### [REQUIRED TASKS]
(1) According to the carotid endarterectomy text, why is plaque build-up in the carotid arteries dangerous?
(2) Write the next part of the carotid endarterectomy text, picking up after its final sentence.

The carotid arteries are the blood vessels located on either side of the neck. When fatty deposits form on these arteries, carotid artery disease can occur. This condition can severely impact blood flow to the brain, which can cause stroke and other serious problems.
The build-up of plaque in the carotid arteries is called atherosclerosis. It limits blood flow to the brain and significantly increases the risk of stroke. Carotid endarterectomy is a procedure to remove plaque from the carotid arteries. It can be performed under local or general anaesthetic.
Carotid endarterectomy requires an incision to be made in the front of the neck and the opening of the carotid arteries. After the plaque is removed, the artery is repaired. This can be done using stitches or with a patch made using a vein or artificial material called patch graft.
Carotid endarterectomy is usually carried out when there is severe narrowing of the carotid artery and when a high risk of stroke has been identified. Symptoms of arterial narrowing may not be clear initially. In some cases, a TIA (Transient Ischemic Attack) may occur, revealing the extent of the problem.
Carotid endarterectomy is substantially more effective in dealing with damaged arteries than any available medication. It is often the best method for patients, particularly those at high risk of stroke. Strokes are caused when blood clots and travels up to the brain.

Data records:
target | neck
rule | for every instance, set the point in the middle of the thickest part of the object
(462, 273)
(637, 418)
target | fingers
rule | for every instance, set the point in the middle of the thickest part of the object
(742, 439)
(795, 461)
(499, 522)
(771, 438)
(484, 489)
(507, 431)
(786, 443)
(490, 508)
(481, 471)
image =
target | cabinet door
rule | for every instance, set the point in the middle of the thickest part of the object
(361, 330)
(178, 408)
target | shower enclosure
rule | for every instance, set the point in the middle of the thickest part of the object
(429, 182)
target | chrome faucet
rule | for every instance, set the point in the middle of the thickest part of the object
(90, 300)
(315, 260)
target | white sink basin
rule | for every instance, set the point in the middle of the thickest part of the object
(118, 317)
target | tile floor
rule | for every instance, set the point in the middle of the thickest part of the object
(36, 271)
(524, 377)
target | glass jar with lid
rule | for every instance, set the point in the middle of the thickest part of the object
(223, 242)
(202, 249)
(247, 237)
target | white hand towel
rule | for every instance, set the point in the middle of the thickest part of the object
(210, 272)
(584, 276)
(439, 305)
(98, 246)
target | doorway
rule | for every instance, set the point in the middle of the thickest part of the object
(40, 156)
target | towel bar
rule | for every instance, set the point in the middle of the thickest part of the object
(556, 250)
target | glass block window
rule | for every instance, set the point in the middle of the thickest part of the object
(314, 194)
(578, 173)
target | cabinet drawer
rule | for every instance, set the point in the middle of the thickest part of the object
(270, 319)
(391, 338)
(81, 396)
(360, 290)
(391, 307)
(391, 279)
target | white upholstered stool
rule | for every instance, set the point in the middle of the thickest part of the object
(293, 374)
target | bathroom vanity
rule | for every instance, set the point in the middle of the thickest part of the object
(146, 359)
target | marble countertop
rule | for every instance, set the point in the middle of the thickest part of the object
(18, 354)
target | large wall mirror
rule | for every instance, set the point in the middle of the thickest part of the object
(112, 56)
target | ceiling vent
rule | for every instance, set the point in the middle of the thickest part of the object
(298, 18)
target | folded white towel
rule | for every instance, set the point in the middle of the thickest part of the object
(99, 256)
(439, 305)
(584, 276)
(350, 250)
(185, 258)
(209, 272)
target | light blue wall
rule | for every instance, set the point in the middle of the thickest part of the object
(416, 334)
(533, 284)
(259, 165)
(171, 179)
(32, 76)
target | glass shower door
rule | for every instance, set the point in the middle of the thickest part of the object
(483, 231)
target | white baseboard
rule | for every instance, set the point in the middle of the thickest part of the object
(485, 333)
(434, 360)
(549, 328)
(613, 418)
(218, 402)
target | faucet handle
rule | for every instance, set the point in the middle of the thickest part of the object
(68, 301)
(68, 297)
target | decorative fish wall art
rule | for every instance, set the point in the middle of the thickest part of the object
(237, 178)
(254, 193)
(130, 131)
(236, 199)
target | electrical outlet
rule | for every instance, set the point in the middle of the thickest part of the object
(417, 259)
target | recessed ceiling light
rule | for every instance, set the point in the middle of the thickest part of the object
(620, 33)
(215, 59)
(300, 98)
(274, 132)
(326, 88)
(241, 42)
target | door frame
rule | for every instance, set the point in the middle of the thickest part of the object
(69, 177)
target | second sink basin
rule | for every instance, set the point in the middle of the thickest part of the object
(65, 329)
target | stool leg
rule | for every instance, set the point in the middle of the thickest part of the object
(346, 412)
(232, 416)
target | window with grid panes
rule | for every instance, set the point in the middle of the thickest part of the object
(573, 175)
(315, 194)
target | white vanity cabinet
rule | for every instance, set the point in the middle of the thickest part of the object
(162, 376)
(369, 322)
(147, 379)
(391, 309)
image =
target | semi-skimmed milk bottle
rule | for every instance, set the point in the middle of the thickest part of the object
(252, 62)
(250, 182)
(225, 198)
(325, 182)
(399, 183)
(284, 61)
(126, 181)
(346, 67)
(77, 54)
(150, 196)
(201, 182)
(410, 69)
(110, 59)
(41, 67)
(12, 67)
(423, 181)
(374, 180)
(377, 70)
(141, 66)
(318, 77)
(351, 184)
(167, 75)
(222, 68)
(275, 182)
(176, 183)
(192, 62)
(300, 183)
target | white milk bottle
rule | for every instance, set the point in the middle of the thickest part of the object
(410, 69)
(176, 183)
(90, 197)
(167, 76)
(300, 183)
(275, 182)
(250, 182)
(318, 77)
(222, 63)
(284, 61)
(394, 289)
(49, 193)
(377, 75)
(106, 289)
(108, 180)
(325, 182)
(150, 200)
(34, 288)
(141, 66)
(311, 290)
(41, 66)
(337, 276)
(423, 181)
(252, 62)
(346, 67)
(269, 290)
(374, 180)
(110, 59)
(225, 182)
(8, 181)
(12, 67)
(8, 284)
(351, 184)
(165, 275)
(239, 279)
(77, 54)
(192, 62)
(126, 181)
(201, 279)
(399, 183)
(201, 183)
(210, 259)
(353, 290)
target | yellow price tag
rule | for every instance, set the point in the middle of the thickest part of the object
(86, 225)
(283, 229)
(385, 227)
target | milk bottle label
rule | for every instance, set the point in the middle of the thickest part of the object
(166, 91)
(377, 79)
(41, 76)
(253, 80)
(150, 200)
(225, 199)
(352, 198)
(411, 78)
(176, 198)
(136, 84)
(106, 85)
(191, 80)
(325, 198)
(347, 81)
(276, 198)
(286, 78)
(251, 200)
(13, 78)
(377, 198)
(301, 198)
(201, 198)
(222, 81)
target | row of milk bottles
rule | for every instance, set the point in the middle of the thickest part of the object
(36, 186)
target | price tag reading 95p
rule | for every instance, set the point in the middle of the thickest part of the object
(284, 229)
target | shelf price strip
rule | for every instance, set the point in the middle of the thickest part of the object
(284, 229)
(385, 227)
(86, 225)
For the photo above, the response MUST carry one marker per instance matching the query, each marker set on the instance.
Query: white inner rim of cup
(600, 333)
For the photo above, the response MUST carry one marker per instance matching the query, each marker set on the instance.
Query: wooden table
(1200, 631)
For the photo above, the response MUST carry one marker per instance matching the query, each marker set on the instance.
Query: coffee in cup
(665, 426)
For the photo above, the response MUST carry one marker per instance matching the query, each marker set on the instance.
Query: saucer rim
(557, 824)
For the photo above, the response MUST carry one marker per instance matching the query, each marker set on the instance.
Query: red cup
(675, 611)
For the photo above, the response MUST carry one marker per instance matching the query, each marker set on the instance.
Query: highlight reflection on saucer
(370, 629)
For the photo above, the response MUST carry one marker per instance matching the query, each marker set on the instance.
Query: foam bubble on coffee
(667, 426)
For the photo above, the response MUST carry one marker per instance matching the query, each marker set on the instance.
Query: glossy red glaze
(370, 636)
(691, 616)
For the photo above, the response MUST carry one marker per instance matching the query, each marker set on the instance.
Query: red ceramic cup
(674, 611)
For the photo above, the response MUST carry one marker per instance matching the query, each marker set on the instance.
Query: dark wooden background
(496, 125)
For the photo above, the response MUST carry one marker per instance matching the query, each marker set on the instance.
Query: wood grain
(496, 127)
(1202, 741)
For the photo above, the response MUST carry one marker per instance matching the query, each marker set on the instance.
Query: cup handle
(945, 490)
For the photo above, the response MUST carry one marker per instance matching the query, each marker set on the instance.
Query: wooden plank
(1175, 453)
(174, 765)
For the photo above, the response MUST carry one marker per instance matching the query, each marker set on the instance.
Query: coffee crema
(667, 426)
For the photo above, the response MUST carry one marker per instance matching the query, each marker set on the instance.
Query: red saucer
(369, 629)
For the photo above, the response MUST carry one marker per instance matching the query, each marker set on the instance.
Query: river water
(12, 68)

### [ANSWER LIST]
(1) Plaque build-up, called atherosclerosis, limits blood flow to the brain. This significantly increases the risk of stroke and can cause other serious problems.

(2)
The build-up of plaque in the carotid arteries is usually identified through ultrasound. A CT scan or MRI may also be used. Your surgeon will carry out a full consultation and assessment to identify if you are a good candidate for carotid endarterectomy. He will assess a range of factors including the severity of the issue and any other medical conditions you may have.
Eversion Carotid Endarterectomy is a treatment method that involves cutting the impacted artery and turning it inside out before removing the plaque. The artery is then reattached. Your surgeon will assess whether this is an option in your case.
If a patient is deemed to be unsuitable for carotid endarterectomy, carotid angioplasty and stenting may be an alternative. In this procedure, a catheter tube with a small balloon is attached to the impacted artery by a blood vessel in the neck. The balloon is then inflated to widen the artery. A metal stent may also be inserted in order to reduce the chance of arterial narrowing in the future.
Procedure & Recovery
You will be asked to fast for a short period before the procedure. Your surgeon may also advise that you pause any medications you are using some time before the operation. Make sure to inform your surgeon of any medications you are taking.
Carotid endarterectomy usually requires a hospital stay of around five days or one week. Absorbable stitches may be used. If non-absorbable stitches are used they will be removed sometime after the procedure. A drainage tube may also be used to prevent the build-up of fluid. It will be removed 24-48 hours after the procedure.
You may have some degree of post-operative pain. Your surgeon may prescribe painkillers to deal with this. There may also be some bruising and numbness in the neck for some weeks after the procedure, but it should gradually fade. If you have excessive pain or if you notice any swelling in the neck, you should contact your doctor immediately.
An assessment will be carried out after the procedure to make sure it has been fully effective. You can also take measures to reduce the risk of plaque build-up reoccurring in the carotid arteries. These include reducing your intake of fat, exercising frequently and not smoking.